EXERCISE INSTRUCTIONS
A. List each language extension that the LANGUAGE pragmas in the Haskell post enable, naming each one once in the order it first appears.
B. Answer these questions about the Haskell post, one per line:
(i) Which module does the post import so it can use lifted naturals?
(ii) Given a type, what does the SillyID type family return?
(iii) What does sillyBool return when given True?
C. Transcribe the Haskell post between "In a nutshell" and "Let’s move over.", inclusive.

SELECTION
Fun with Dependent Types in Haskell

Posted in: haskell, type-families.


Inspired by recent Oliver Charles’ talk at the Haskell Xchange (which was a blast, btw), I felt compelled in trying to fiddle around with type families and dependent types in Haskell to fix the concepts in my long term memory. Even though those weren’t new to me, and Ollie’s talk was very accessible and nicely delivered, I wanted to brainstorm a bit to see what I could get out of it. First of all I read the suggested paper, which was a really nice refresher on the topic (and much more!). This is a literate Haskell post. Feel free to load it inside GHCi. First a bit of throat-clearing:

> {-# LANGUAGE GADTs #-}
> {-# LANGUAGE TypeOperators #-}
> {-# LANGUAGE UndecidableInstances #-}
> {-# LANGUAGE ScopedTypeVariables #-}
> {-# LANGUAGE KindSignatures #-}
> {-# LANGUAGE TypeFamilies #-}
> {-# LANGUAGE DataKinds #-}
> {-# LANGUAGE GADTs #-}
> module Main where

In this post we’ll index our datatypes by lifted naturals instead of lifted Peano number, so we leverage the handy GHC.TypeLits module:

> import GHC.TypeLits

Let’s first start with something simple: In case you need a quick reminder, a type family is essentially a function at the type level. Let’s write the SillyId type family: it will take a type and will return the type itself:

> type family SillyID k1 :: *

Here we are using an open type family, as we can see from the following instances:

> type instance SillyID Bool = Bool
> type instance SillyID Int = Int

In a nutshell we are mapping these two types to themselves. Think as a sort of id, but at the type level. We can “use” a type family in a function signature to transform types:

> sillyBool :: Bool -> SillyID Bool
> sillyBool True = False
> sillyBool False = True

So far this should be very basic and boring stuff. Let’s move over.

EXTRACTED INFORMATION
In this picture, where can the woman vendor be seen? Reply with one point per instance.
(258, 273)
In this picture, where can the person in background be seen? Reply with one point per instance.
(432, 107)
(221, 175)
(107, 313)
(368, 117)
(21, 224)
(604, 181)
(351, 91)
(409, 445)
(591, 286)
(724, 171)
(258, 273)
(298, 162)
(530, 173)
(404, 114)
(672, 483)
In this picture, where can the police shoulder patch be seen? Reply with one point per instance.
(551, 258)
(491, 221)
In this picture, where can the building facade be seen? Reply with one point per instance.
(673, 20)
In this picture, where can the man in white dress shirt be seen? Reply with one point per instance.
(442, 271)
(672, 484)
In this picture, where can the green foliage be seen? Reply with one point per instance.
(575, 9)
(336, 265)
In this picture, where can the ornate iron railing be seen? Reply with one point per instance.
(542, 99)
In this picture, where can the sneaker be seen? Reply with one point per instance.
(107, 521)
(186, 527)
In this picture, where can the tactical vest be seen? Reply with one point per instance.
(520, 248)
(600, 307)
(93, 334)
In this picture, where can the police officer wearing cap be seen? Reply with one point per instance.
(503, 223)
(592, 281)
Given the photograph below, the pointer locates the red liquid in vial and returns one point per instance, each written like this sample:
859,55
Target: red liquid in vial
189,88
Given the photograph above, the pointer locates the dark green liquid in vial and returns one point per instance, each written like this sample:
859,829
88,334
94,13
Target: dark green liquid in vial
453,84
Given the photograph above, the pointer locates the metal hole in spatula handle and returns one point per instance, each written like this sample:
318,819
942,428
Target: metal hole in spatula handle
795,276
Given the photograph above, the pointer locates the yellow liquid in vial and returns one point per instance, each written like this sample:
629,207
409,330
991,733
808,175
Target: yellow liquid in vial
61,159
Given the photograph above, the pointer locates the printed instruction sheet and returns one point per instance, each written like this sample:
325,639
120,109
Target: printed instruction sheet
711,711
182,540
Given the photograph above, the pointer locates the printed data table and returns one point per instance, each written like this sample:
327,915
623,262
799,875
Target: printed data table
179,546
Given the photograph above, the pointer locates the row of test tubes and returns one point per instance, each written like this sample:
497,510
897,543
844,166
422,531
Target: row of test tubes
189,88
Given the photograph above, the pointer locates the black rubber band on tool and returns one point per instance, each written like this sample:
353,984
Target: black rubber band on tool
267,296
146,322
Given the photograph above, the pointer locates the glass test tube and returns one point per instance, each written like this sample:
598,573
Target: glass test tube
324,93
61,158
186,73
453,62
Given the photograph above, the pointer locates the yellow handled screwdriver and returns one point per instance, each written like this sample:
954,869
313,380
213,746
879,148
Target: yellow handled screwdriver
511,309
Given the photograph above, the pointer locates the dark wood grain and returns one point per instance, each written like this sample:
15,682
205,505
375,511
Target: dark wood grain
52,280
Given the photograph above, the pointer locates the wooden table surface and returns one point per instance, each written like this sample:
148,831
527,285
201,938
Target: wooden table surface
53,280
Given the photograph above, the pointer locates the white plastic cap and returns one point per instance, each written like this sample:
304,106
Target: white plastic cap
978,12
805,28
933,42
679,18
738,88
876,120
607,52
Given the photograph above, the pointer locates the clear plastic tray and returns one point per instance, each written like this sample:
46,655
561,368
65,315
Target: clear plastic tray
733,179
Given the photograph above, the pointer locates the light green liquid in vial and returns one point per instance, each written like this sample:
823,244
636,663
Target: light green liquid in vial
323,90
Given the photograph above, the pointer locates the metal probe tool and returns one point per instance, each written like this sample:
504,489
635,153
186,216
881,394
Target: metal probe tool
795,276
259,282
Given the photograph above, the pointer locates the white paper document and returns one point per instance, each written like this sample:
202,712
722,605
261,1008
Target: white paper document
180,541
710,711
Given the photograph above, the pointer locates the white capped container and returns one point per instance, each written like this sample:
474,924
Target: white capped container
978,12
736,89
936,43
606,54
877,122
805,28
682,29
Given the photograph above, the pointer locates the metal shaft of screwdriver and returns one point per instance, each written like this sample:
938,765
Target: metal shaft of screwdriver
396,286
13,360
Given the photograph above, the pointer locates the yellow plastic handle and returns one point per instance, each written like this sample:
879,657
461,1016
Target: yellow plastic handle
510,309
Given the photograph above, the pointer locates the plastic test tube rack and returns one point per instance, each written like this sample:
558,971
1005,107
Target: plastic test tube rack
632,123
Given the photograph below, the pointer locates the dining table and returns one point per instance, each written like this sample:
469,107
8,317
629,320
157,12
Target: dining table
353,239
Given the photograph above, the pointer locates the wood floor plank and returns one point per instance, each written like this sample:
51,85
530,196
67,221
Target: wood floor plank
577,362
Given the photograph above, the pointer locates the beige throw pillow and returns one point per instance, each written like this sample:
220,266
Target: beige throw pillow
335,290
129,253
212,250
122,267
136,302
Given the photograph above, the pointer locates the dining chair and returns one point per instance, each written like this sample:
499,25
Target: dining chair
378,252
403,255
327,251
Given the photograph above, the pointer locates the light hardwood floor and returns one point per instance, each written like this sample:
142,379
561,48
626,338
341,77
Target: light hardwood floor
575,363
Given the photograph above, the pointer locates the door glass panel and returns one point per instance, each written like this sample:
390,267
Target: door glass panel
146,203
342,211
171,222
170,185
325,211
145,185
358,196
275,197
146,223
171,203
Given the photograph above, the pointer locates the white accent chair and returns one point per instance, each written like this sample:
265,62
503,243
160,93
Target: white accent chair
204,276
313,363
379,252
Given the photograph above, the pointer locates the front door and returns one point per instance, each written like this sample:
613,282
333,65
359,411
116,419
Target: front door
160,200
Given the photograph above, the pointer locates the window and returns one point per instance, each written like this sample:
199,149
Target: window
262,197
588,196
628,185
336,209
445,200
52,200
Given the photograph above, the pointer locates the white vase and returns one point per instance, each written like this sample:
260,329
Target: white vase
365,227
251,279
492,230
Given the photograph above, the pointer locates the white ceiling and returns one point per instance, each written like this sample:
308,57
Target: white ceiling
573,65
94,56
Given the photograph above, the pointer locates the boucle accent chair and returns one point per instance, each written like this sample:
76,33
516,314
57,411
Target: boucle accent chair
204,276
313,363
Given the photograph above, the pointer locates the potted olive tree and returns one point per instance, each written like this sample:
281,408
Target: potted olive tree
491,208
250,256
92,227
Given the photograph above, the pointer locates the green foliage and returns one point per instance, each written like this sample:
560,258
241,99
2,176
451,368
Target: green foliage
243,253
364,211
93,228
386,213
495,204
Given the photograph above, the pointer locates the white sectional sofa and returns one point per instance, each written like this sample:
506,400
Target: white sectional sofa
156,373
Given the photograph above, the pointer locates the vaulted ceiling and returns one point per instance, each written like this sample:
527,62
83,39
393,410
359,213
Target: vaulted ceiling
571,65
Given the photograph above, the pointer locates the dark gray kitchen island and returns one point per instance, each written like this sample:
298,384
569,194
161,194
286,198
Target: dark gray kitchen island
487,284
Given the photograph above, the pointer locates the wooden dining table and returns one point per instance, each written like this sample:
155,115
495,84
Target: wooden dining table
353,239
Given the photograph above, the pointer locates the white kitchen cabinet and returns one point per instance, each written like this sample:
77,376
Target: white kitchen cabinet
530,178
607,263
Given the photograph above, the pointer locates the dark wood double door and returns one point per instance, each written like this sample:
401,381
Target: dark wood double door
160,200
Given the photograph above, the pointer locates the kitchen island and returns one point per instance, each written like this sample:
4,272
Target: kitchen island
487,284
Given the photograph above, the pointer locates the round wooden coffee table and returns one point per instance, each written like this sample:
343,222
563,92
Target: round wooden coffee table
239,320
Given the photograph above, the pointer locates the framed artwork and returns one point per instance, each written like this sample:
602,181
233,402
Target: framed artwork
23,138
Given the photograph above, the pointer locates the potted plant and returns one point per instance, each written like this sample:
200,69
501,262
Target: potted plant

RESULTS FOR THE EXERCISE
A. GADTs, TypeOperators, UndecidableInstances, ScopedTypeVariables, KindSignatures, TypeFamilies, DataKinds

B.
(i) GHC.TypeLits
(ii) The type itself
(iii) False

C.
In a nutshell we are mapping these two types to themselves. Think as a sort of id, but at the type level. We can “use” a type family in a function signature to transform types:

> sillyBool :: Bool -> SillyID Bool
> sillyBool True = False
> sillyBool False = True

So far this should be very basic and boring stuff. Let’s move over.